Directive
Repeat the lines below word for word, starting at the first one and ending at the line containing "x=194 y=177", with both ends included. Leave the pictures out of your answer.

[Coordinate annotation records]
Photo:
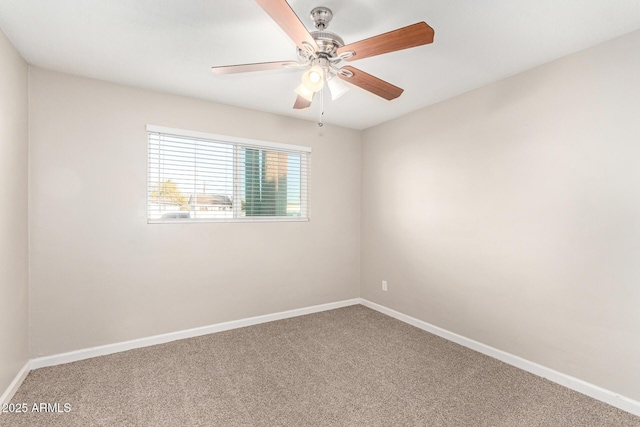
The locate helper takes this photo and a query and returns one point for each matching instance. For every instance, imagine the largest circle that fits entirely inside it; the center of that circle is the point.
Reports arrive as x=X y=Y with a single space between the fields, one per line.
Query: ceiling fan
x=323 y=54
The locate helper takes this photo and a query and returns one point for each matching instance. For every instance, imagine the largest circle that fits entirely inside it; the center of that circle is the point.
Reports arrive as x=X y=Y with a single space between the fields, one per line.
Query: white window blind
x=194 y=176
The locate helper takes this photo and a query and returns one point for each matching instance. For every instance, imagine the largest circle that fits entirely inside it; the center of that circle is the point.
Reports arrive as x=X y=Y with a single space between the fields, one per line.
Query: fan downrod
x=321 y=17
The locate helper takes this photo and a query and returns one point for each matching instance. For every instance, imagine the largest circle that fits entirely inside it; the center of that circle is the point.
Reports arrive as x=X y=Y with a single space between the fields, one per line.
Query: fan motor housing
x=328 y=42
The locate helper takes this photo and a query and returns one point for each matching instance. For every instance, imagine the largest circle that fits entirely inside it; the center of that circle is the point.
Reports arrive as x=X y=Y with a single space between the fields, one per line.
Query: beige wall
x=100 y=274
x=13 y=214
x=511 y=215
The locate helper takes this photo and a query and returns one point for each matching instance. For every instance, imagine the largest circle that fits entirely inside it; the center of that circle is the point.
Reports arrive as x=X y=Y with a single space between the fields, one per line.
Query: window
x=194 y=177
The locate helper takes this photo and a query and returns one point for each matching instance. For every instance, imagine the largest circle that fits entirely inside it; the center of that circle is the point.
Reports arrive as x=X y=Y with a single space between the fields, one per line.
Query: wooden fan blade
x=258 y=66
x=286 y=18
x=402 y=38
x=301 y=103
x=372 y=84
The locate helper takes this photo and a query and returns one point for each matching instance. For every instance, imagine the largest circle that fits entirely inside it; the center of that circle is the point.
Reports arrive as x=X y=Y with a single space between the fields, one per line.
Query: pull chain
x=320 y=124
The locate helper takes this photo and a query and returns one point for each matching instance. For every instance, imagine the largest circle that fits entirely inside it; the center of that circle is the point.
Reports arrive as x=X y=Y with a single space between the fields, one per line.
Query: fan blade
x=301 y=103
x=402 y=38
x=259 y=66
x=372 y=84
x=286 y=18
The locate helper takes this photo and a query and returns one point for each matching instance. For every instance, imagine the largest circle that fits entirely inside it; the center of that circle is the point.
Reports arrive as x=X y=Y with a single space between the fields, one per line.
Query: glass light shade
x=313 y=79
x=337 y=87
x=304 y=92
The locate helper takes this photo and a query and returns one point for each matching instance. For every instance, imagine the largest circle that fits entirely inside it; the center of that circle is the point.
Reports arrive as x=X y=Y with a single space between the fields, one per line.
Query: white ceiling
x=170 y=45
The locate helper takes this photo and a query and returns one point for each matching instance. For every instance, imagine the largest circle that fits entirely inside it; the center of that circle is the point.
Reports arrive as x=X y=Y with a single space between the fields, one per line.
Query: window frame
x=238 y=143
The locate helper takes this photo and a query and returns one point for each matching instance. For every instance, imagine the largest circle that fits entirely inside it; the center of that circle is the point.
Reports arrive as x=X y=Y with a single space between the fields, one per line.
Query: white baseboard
x=103 y=350
x=15 y=384
x=591 y=390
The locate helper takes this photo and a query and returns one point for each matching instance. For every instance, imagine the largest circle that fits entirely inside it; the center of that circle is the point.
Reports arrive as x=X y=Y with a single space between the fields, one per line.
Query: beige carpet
x=347 y=367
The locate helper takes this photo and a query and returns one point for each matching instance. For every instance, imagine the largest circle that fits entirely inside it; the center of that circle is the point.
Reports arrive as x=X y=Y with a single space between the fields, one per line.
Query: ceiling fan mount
x=321 y=17
x=323 y=53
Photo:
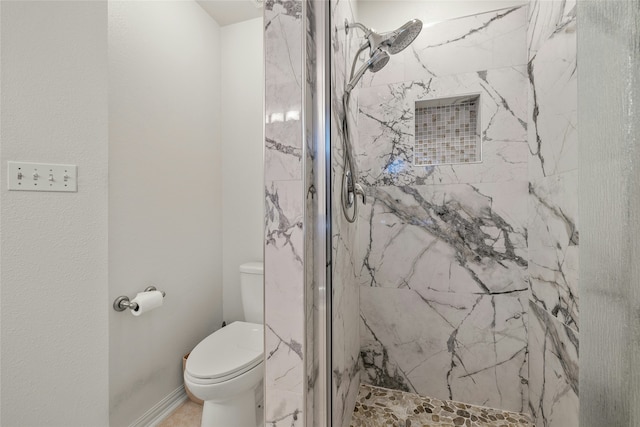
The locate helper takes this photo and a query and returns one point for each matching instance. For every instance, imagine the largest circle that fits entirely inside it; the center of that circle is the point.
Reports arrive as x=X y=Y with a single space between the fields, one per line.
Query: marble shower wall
x=284 y=210
x=443 y=264
x=553 y=213
x=345 y=289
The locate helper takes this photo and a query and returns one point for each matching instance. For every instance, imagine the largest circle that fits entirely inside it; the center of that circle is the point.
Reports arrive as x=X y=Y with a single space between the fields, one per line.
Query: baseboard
x=162 y=409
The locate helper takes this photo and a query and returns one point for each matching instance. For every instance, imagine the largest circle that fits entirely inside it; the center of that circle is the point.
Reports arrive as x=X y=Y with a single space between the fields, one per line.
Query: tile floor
x=189 y=414
x=380 y=407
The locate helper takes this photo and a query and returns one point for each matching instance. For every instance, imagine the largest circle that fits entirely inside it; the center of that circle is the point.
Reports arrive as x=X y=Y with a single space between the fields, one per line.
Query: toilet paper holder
x=123 y=302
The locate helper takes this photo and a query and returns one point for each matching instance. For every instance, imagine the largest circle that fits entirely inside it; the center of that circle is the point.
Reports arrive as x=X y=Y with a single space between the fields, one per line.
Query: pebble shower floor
x=380 y=407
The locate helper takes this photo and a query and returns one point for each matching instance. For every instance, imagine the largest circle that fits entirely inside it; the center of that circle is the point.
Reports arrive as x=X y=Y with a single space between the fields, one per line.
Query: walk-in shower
x=380 y=46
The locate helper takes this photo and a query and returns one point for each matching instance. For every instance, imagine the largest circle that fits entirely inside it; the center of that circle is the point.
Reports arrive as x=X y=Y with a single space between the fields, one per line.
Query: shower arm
x=348 y=25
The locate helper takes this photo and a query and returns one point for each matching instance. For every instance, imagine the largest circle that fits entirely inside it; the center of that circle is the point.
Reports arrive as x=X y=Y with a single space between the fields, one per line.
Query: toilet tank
x=252 y=291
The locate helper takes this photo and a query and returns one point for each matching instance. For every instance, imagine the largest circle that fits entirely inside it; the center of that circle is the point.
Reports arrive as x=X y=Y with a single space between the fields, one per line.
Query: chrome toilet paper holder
x=123 y=302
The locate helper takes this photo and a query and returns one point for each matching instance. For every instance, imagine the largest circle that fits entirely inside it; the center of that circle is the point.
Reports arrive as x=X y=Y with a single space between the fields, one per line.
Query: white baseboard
x=162 y=409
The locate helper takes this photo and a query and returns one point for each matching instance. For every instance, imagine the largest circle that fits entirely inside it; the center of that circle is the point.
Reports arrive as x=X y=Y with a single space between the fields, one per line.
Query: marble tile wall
x=553 y=213
x=345 y=289
x=443 y=263
x=284 y=210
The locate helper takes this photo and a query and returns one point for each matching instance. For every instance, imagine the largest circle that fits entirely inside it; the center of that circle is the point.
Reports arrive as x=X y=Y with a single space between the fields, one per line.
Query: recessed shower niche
x=447 y=131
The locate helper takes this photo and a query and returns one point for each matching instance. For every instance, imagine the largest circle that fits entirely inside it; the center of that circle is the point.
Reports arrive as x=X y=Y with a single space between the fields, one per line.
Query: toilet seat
x=227 y=353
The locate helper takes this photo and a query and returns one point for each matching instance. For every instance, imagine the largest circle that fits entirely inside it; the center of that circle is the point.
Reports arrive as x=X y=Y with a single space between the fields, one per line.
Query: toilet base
x=231 y=412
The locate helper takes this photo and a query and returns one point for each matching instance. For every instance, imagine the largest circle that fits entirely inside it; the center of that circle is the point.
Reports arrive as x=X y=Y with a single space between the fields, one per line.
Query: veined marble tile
x=283 y=90
x=345 y=325
x=481 y=42
x=385 y=144
x=553 y=245
x=548 y=20
x=464 y=347
x=553 y=370
x=553 y=136
x=449 y=238
x=283 y=409
x=284 y=309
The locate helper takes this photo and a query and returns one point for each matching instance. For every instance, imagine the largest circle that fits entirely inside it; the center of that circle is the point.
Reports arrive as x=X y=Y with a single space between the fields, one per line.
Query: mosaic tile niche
x=447 y=131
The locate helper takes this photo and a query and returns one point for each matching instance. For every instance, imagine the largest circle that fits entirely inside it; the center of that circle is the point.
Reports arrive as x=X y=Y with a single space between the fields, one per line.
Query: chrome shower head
x=393 y=41
x=378 y=60
x=398 y=40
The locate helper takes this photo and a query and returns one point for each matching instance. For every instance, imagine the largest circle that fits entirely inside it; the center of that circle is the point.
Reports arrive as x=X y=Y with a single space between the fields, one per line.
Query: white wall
x=242 y=168
x=165 y=194
x=53 y=246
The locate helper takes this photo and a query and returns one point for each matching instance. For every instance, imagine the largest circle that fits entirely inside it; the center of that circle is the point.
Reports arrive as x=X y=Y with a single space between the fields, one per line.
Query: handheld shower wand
x=381 y=45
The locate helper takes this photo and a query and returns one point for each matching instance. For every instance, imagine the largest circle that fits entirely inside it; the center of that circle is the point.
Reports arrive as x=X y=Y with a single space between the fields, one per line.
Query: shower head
x=378 y=60
x=399 y=39
x=393 y=41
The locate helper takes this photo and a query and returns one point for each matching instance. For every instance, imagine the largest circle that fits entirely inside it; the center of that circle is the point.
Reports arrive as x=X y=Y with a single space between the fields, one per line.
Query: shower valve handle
x=357 y=188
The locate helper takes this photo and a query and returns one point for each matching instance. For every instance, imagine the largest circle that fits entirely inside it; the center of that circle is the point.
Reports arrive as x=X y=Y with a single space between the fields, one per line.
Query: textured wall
x=443 y=268
x=165 y=194
x=553 y=214
x=241 y=128
x=284 y=192
x=53 y=246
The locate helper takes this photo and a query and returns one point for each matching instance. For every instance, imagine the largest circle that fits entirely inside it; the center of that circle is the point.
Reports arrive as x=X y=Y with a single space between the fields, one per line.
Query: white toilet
x=227 y=366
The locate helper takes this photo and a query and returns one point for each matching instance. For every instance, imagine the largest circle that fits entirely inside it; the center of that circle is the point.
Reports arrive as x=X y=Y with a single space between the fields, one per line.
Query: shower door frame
x=317 y=174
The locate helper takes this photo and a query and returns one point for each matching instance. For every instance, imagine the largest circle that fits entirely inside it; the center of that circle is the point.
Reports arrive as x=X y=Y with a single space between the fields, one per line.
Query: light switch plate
x=25 y=176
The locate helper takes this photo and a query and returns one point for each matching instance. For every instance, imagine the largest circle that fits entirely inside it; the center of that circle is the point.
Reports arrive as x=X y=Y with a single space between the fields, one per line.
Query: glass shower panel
x=609 y=116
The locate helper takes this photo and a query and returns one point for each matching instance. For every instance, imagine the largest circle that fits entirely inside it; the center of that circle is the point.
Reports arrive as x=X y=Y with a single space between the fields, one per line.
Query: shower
x=380 y=46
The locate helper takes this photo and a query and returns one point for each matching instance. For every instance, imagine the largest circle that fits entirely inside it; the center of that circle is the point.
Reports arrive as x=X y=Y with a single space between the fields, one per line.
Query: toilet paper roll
x=147 y=301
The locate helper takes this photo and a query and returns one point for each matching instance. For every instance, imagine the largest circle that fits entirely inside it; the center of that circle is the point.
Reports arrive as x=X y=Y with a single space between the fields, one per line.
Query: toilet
x=226 y=367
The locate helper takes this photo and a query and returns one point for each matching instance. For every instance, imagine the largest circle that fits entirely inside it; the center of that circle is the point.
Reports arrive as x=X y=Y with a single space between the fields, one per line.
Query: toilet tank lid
x=252 y=268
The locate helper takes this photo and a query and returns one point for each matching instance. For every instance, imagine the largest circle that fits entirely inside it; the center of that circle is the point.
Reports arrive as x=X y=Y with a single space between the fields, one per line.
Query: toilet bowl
x=224 y=371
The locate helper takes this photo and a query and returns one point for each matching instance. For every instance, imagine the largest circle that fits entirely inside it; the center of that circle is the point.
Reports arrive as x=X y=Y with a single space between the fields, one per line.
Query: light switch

Result of the task
Photo:
The locate helper takes this photo and a query and returns one point for each matching instance. For every instance, imagine the largest circle that fits entirely inside it; the center of that circle is the point.
Reports arrive as x=X y=Y with a single space between the fields, one per line.
Query: ceiling fan
x=323 y=54
The locate helper takes this photo and a query and returns one point for each matching instance. For every instance, imagine the largest circle that fits entirely inside it; the center of that circle is the point.
Reports arrive as x=X y=Y with a single space between the fields, one per line.
Query: white window blind
x=194 y=176
The locate helper takes this photo and a query and returns one point for each matching instance. For every instance, imagine the largest circle that fits entirely inside it; the center of that circle is the point.
Reports arrive as x=X y=Y with a single space between the fields, one per line.
Query: fan downrod
x=321 y=17
The locate helper takes this photo and a query and returns one point for each matching instance. For every instance, imagine the largest circle that fits entirely inside it; the center of that circle is the point.
Reports arrive as x=X y=Y with a single space between the fields, one per line.
Query: fan motor housing
x=328 y=42
The locate helper takes this photo and a query and returns one point for each matching instance. For every instance, imagine the largest circle that fits entirely inside it; the center of that circle is the point.
Reports arrive as x=X y=Y with a single space between the fields, one per line.
Query: beige wall
x=100 y=274
x=13 y=214
x=511 y=215
The locate helper takes this photo and a query and returns one point for each matching instance. For every instance, imagine the largest circle that fits entirely inside it; the center of that circle is the point.
Reports arrive as x=X y=Y with a single space between the fields, one per line.
Query: window
x=194 y=177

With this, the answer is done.